Work to do: Pull out every row below and reproduce each one character for character.

= = = = =

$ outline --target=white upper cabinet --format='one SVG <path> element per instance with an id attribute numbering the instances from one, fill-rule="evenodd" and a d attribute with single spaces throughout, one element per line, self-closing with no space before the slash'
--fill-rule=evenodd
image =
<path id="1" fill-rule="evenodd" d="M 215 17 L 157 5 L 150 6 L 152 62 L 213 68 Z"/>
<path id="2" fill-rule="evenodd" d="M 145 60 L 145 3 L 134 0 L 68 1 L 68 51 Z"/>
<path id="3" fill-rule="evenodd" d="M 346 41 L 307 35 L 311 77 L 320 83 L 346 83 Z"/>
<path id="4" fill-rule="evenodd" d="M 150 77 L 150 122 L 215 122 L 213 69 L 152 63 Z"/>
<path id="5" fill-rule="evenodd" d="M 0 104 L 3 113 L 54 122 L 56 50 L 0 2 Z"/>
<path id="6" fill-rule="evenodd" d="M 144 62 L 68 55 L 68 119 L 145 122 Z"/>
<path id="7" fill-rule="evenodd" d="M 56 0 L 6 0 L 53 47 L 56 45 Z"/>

= = = = =

The solution:
$ outline --target=white upper cabinet --format='one SVG <path> element per instance with an id attribute numbering the instances from one, fill-rule="evenodd" and a d attribute with single spaces throughout, one element per line, self-closing with no space before the slash'
--fill-rule=evenodd
image =
<path id="1" fill-rule="evenodd" d="M 215 17 L 157 5 L 150 6 L 152 62 L 213 68 Z"/>
<path id="2" fill-rule="evenodd" d="M 145 60 L 145 3 L 134 0 L 68 1 L 68 51 Z"/>
<path id="3" fill-rule="evenodd" d="M 346 41 L 307 35 L 311 77 L 320 83 L 346 83 Z"/>
<path id="4" fill-rule="evenodd" d="M 150 77 L 150 122 L 215 122 L 213 69 L 152 63 Z"/>
<path id="5" fill-rule="evenodd" d="M 0 104 L 3 113 L 54 122 L 56 50 L 0 2 Z"/>
<path id="6" fill-rule="evenodd" d="M 144 62 L 68 55 L 68 119 L 145 122 Z"/>
<path id="7" fill-rule="evenodd" d="M 56 0 L 6 0 L 53 47 L 56 45 Z"/>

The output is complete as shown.